• **Task prompt**
Rewrite the rows from the line with "Target: green tree foliage" through the end of the rows, requests included, and scale every x,y coordinate in the answers by 1.3, rounding to whole numbers with halves going up. Give only those lines, with everything else left unchanged.

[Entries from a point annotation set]
------------
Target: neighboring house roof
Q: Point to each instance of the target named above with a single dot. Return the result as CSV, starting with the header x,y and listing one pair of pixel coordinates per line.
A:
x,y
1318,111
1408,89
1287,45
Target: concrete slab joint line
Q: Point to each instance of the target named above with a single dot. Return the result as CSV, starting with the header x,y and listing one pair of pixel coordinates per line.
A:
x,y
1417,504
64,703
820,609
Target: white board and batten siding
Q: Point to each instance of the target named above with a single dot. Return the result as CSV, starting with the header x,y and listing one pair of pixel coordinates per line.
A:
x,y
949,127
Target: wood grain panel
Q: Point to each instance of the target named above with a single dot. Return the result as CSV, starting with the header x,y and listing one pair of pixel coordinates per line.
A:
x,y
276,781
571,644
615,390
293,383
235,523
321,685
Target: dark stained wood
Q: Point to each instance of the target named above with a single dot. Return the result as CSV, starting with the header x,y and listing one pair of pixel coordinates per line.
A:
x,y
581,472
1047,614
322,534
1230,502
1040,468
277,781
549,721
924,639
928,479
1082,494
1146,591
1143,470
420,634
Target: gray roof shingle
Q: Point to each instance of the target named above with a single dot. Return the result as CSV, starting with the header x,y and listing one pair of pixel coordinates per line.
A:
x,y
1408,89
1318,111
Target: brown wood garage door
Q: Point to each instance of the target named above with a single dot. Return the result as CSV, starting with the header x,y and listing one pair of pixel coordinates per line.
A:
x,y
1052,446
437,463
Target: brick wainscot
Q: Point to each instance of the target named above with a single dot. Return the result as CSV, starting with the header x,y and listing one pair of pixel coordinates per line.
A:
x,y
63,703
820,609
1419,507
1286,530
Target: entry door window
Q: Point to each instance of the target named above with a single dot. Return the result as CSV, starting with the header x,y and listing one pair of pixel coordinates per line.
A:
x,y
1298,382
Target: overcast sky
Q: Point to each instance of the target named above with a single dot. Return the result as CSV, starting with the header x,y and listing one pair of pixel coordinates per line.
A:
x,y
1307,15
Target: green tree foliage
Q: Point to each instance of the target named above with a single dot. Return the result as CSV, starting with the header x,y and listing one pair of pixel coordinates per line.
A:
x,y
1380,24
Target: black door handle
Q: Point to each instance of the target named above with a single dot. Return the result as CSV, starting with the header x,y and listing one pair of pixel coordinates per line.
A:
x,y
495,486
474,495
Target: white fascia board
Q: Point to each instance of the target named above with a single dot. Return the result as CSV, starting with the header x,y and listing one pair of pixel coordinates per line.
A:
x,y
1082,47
------------
• **Result**
Target: green tree foliage
Q: Point to each instance of the target named above with a single dot. Return the result as CSV, starting with the header x,y and listing one pair of pixel coordinates per line.
A:
x,y
1794,31
Target: black door handle
Q: Point to each instance of the target named above with a single dot. Return the result as CSV, starting with the header x,y and listing one pair of pixel coordinates per line.
A:
x,y
644,632
616,644
Target: white fascia board
Q: Point to each instance of the target named above with a single dot. Return the result as CSV, starting with the header x,y and listing one pair of pixel coordinates per line.
A:
x,y
1407,61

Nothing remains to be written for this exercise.